» **Testo di partenza**
------------------------------------------------------------

Alla fine della vita, lo stile di condotta che avremo tenuto ci tornerà incontro per benedire o condannare noi stessi e le persone che abbiamo avuto al nostro fianco

Era la notte di Natale. L’ospedale nel quale lavoravo era semivuoto. Nei reparti, i segni della nascita del Salvatore tentavano di portare un po’ di gioia ai pazienti e al personale. In un letto, lentamente, si andava spegnendo un uomo, non molto anziano, ricco, colto. Una persona in vista. La spietata lotta con sorella morte era iniziata il giorno prima. Una lotta impari che, come tutti sapevamo, non gli avrebbe lasciato scampo.

L’ammalato, in uno stato soporoso, smaniava. Faceva freddo, fuori pioveva, ma lui scottava, sudava. Fu una notte terribile. Una di quelle notti che ti restano appiccicate addosso, si imprimono nella memoria, ti scavano dentro. Una di quelle notti in cui senti con chiarezza che Dio ti parla, ti forgia, ti plasma. Il dottore Esposito – lo chiamerò così – stava consumando le sue ultime ore. Accostammo, a destra e sinistra del suo giaciglio, due letti vuoti, per permettergli di muoversi senza problemi.

Come spesso mi accadeva, fissavo quella terribile scena di guerra e di pace mentre mi chiedevo: « Che cos’è la vita? Che cos’è la morte?». Alle prime ore dell’alba, il paziente rese la sua anima a Dio. Il giorno dopo i quotidiani traboccavano di necrologi. Dolore, cordoglio, ricordi, condoglianze. Commovente.

Quando l’uomo si cala nei panni di chi arranca nel dolore e nel bisogno viene “promosso a uomo” scrive don Mazzolari. Nei giorni seguenti non potevo fare a meno di riflettere sulle ore più terribili e importanti della nostra esistenza, quando “vita e morte si affrontano in prodigioso duello”.

Non so per quali misteriosi ingranaggi della mente mi ritorna alla memoria quella fredda notte di Natale di tanti anni fa, leggendo della morte di Bernard Madoff, spentosi a 82 anni in un carcere in North Carolina. Avrebbe dovuto scontare, questo ex finanziere capace di aver realizzato una delle truffe più colossali della storia americana, 150 anni di carcere. Centocinquat’anni! Verrebbe quasi da ridere.

“ Gli anni della nostra vita sono settanta, ottanta per il più robusti” ci avverte il salmista. Perciò, dopo averne preso serenamente atto, implora: «Insegnaci a contare i nostri giorni e giungeremo alla sapienza del cuore».

------------------------------------------------------------

» **Materiale raccolto**
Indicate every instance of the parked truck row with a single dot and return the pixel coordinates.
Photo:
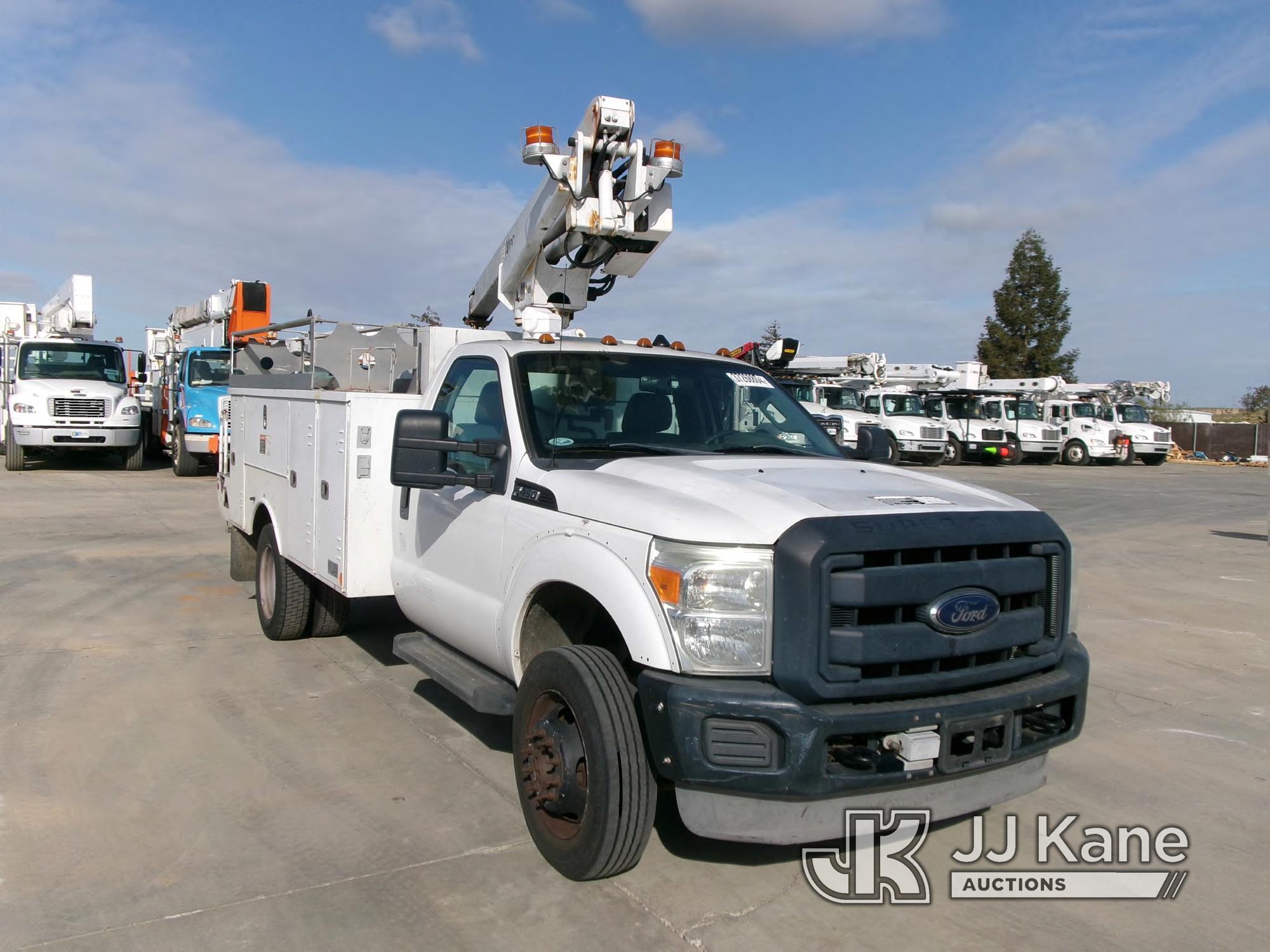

------------------------------------------------------------

» **Consegne dell'esercizio**
a: Rispondi a queste domande sulla riflessione su vita e morte:
(i) In quale notte si svolgono i fatti accaduti in ospedale?
(ii) Che cosa venne accostato a destra e a sinistra del giaciglio del malato?
(iii) A quanti anni e dove è morto Bernard Madoff?
b: Riscrivi la parte della riflessione su vita e morte che comincia con "Era la notte" e prosegue fino a "avrebbe lasciato scampo.", sostituendo "Natale" con "Capodanno".
c: Prosegui la riflessione su vita e morte dal punto in cui si ferma.
Il materiale non serve per svolgere l'esercizio.

» **Risposte alle consegne**
a:
(i) La notte di Natale.
(ii) Due letti vuoti.
(iii) A 82 anni, in un carcere in North Carolina.

b:
Era la notte di Capodanno. L’ospedale nel quale lavoravo era semivuoto. Nei reparti, i segni della nascita del Salvatore tentavano di portare un po’ di gioia ai pazienti e al personale. In un letto, lentamente, si andava spegnendo un uomo, non molto anziano, ricco, colto. Una persona in vista. La spietata lotta con sorella morte era iniziata il giorno prima. Una lotta impari che, come tutti sapevamo, non gli avrebbe lasciato scampo.

c:
Ecco, la sapienza del cuore. Quella sorta di misterioso impasto di coraggio, intuito, intelligenza, pietà, empatia, capacità di guardare negli occhi la vita e il tempo che, indipendentemente da te, scorre e al quale nulla importa dei tuoi programmi, dei tuoi sogni, delle tue speranze. Quel contemplare il mondo con gli occhi di un bambino e non saziarsi mai di stupirsi alla vista di un delfino che danza, un uccellino che vola, un fratellino che nasce, un nonno che muore. Sapienza è imporsi con determinatezza, una volta per sempre, e poi ogni giorno, e ogni giorno ancora, di attraversare i monti, i mari, gli anni, le relazioni, i vicoli e le piazze della vita senza voler mai fare male a nessuno, ma gettando a destra e a manca semi di giustizia, di bontà, di pietà. Anche quando, a prima vista, saranno incompresi e calpestati. Sapienza è credere che il bene basta a se stesso; che il peggior nemico che ti farà veramente male quando ti fai complice del male non è il carcere o il pubblico ludibrio, ma la tua stessa coscienza, che, anche quando agli altri sembra essere irrimediabilmente erronea, riesce sempre a trovare un pertugio per insinuarsi e bucarti il cuore.

Madoff ha pagato, e ha fatto pagare, a caro prezzo, i suoi imbrogli milionari non solo alle sue vittime, ma anche, e soprattutto, alla sua famiglia. Il suicidio di suo figlio credo sia stato per lui devastante.

Ricordiamolo: il bene o il male che perseguiamo in vita, come una potentissima calamita, attraggono nella propria sfera d’influenza tanta gente a cominciare da coloro cui vogliamo bene e che ci vogliono bene. Saranno anch’essi a godere o a pagare delle nostre scelte benedette o scellerate.

Negli anni della vecchiaia, le uniche cose che ci renderanno sereni e felici sarà il poter contare su una coscienza che nulla ci rimprovera, l’affetto di figli, nipotini, amici; la gratitudine di coloro cui, passando, facemmo un po’ di bene; la fede in una vita che non muore. Incamminiamoci per questa strada già mille volte collaudata.